[[ INPUT open ]]

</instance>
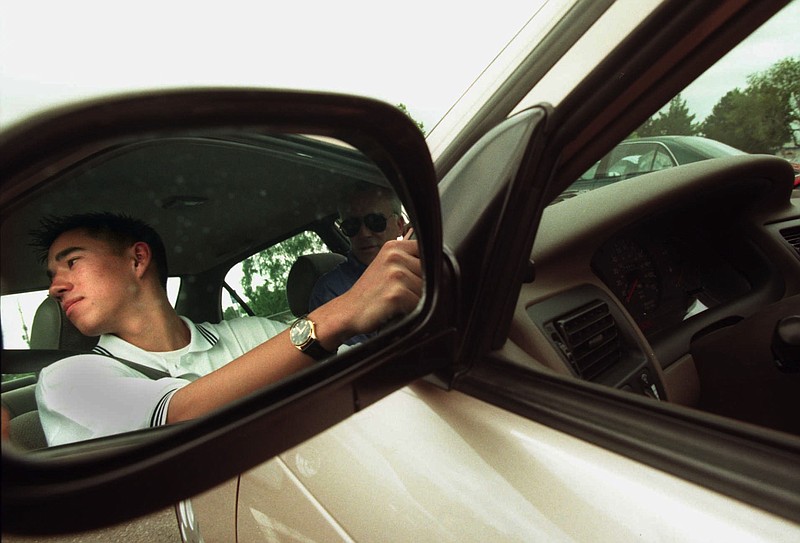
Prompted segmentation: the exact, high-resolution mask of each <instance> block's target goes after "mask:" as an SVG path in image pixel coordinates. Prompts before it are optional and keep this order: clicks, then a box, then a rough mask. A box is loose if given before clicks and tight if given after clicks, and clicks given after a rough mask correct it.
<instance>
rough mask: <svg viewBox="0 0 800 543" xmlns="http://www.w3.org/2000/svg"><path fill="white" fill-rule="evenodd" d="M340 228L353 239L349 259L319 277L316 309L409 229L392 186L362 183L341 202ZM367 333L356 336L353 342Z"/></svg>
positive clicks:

[[ INPUT closed ]]

* ACTIVITY *
For this exercise, copy word for word the line that contains "rough mask: <svg" and every line after it, ending with the last line of the entries above.

* EXPECTED OUTPUT *
rough mask: <svg viewBox="0 0 800 543" xmlns="http://www.w3.org/2000/svg"><path fill="white" fill-rule="evenodd" d="M340 228L353 239L349 259L319 277L316 309L409 229L392 186L362 183L341 202ZM367 333L356 336L353 342Z"/></svg>
positive clicks:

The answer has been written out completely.